▶ Material to process:
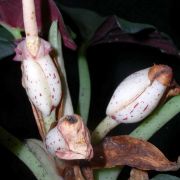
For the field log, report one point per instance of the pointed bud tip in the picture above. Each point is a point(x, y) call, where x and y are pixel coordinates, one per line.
point(162, 73)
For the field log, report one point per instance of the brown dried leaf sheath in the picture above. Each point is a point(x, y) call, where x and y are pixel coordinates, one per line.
point(137, 174)
point(126, 150)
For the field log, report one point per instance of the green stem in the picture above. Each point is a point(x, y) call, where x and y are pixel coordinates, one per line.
point(14, 31)
point(84, 84)
point(146, 130)
point(22, 152)
point(55, 40)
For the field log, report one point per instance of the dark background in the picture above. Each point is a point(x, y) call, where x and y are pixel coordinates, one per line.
point(109, 64)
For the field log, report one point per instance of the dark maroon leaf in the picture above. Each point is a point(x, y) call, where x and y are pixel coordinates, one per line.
point(46, 12)
point(115, 29)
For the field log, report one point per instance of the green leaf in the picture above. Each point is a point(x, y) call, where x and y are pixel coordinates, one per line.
point(131, 27)
point(86, 20)
point(165, 177)
point(47, 162)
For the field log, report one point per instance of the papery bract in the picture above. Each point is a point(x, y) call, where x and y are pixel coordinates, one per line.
point(69, 139)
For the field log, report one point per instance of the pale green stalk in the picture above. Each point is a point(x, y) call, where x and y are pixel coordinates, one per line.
point(84, 84)
point(55, 40)
point(146, 130)
point(14, 31)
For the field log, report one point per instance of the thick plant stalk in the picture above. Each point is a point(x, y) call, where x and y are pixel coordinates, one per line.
point(84, 84)
point(106, 125)
point(30, 26)
point(40, 76)
point(56, 42)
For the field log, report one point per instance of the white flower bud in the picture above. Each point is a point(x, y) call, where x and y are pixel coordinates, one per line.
point(138, 95)
point(40, 77)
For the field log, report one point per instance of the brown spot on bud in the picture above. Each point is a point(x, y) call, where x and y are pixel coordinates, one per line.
point(71, 119)
point(162, 73)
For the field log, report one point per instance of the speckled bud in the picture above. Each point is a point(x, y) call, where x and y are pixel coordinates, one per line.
point(69, 139)
point(40, 77)
point(139, 94)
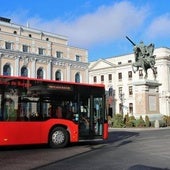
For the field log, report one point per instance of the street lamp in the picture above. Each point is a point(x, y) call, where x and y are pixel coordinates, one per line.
point(121, 97)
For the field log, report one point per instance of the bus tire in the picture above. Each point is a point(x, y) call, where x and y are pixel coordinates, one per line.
point(59, 137)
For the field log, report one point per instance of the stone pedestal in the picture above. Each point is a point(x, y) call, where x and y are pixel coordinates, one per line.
point(147, 98)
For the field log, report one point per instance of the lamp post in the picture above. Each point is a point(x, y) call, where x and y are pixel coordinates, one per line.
point(121, 97)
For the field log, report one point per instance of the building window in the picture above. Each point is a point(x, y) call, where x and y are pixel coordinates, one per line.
point(6, 70)
point(110, 77)
point(130, 107)
point(130, 75)
point(8, 45)
point(120, 76)
point(25, 48)
point(24, 71)
point(140, 74)
point(78, 58)
point(102, 78)
point(94, 79)
point(40, 73)
point(58, 75)
point(130, 91)
point(59, 54)
point(77, 77)
point(40, 51)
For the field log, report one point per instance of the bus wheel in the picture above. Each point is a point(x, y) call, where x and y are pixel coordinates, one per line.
point(59, 137)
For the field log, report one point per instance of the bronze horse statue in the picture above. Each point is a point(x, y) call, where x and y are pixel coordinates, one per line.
point(144, 58)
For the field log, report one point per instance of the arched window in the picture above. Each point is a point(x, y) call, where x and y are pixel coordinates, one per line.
point(40, 73)
point(7, 70)
point(58, 75)
point(24, 71)
point(77, 77)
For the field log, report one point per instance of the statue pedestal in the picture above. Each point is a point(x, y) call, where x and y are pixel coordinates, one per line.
point(147, 98)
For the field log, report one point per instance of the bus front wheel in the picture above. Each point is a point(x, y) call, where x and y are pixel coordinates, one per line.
point(59, 137)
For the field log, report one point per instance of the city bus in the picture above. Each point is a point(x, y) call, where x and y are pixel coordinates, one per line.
point(37, 111)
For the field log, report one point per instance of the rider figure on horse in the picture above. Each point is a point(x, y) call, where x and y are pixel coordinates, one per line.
point(144, 57)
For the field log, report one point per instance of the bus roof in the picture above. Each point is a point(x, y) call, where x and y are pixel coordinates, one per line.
point(51, 81)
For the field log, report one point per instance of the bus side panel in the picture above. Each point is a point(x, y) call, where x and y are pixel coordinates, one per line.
point(105, 131)
point(19, 133)
point(49, 124)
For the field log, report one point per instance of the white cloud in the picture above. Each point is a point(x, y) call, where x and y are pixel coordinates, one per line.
point(107, 23)
point(159, 28)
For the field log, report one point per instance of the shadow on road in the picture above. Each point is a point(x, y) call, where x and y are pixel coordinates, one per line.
point(116, 136)
point(143, 167)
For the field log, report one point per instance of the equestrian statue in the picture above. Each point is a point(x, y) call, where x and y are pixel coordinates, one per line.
point(144, 58)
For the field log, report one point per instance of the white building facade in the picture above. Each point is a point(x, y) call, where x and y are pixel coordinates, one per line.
point(117, 75)
point(25, 51)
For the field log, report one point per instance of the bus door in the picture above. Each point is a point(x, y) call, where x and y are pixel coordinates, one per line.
point(90, 119)
point(97, 116)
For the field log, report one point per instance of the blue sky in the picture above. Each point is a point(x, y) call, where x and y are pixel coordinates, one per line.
point(100, 26)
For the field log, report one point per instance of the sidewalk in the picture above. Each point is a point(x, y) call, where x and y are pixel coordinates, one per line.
point(137, 129)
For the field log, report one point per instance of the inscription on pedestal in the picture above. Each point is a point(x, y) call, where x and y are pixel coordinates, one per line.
point(152, 103)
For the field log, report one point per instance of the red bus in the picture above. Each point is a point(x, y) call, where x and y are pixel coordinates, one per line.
point(37, 111)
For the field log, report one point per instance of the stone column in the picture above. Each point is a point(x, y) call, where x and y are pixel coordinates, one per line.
point(147, 98)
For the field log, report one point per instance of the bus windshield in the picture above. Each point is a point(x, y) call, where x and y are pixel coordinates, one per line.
point(36, 100)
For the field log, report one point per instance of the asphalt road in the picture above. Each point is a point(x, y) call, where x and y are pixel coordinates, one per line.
point(126, 149)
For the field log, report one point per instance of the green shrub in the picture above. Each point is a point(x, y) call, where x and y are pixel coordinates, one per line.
point(166, 119)
point(147, 121)
point(140, 122)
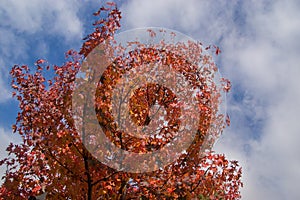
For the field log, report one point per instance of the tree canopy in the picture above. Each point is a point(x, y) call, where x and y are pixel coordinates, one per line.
point(62, 152)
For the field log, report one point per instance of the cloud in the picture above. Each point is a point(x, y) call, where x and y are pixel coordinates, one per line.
point(260, 44)
point(202, 19)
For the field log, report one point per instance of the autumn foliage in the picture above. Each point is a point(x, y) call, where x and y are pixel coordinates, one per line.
point(55, 157)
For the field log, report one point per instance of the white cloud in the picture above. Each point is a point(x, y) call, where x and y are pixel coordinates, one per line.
point(20, 20)
point(32, 16)
point(260, 43)
point(5, 138)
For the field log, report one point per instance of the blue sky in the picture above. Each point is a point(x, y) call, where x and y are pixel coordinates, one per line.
point(260, 43)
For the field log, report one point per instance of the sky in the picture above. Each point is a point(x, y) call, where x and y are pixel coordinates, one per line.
point(260, 44)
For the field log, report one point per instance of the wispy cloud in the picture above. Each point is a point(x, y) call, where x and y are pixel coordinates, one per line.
point(260, 43)
point(22, 22)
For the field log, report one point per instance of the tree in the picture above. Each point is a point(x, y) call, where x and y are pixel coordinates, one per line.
point(56, 154)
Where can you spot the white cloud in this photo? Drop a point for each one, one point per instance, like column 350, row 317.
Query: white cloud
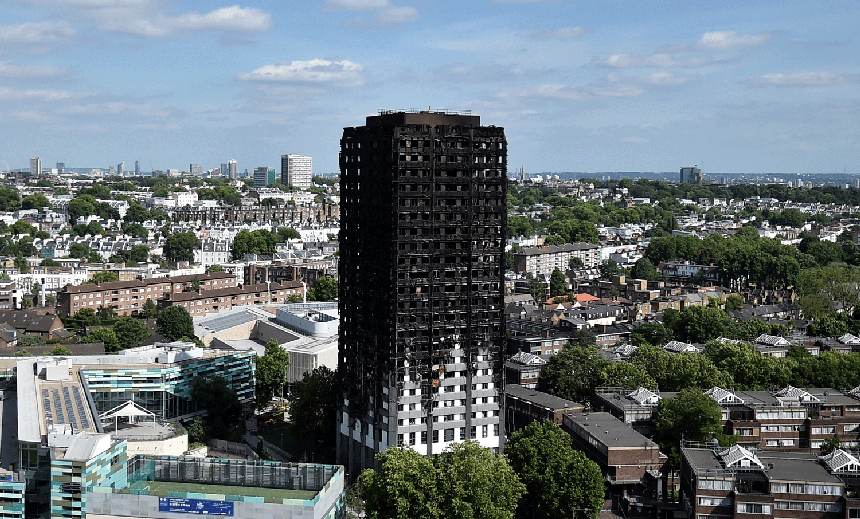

▶ Request:
Which lines in the items above contain the string "spot"? Pick out each one and copy it in full.

▶ Expected output:
For the field log, report one point per instance of the brown spot on bud in the picture above. Each point is a point(x, y) call, where x and y are pixel coordinates, one per line.
Where can you spot the white cloud in this photo? Drop a point for each one, one point per instance, like column 350, row 317.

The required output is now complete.